Show each line of the items below that contains the string "Find", copied in full. Case counts, so only matches in the same case qualify.

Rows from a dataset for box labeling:
________

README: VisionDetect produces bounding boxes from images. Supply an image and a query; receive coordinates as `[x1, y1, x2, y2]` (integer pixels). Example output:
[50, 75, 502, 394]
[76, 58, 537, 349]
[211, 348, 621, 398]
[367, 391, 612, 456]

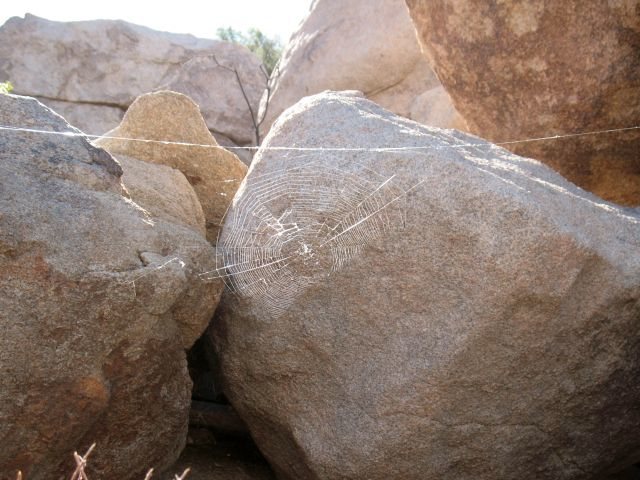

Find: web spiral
[205, 163, 405, 316]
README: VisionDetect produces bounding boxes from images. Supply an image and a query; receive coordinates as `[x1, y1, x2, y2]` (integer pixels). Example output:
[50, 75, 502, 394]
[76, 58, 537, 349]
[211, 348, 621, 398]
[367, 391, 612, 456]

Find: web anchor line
[0, 120, 640, 316]
[0, 125, 640, 152]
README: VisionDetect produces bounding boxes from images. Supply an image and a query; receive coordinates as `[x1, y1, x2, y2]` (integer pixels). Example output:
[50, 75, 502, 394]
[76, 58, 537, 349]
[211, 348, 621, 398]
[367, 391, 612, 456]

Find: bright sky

________

Solution:
Find: web spiral
Find: web anchor line
Find: bright sky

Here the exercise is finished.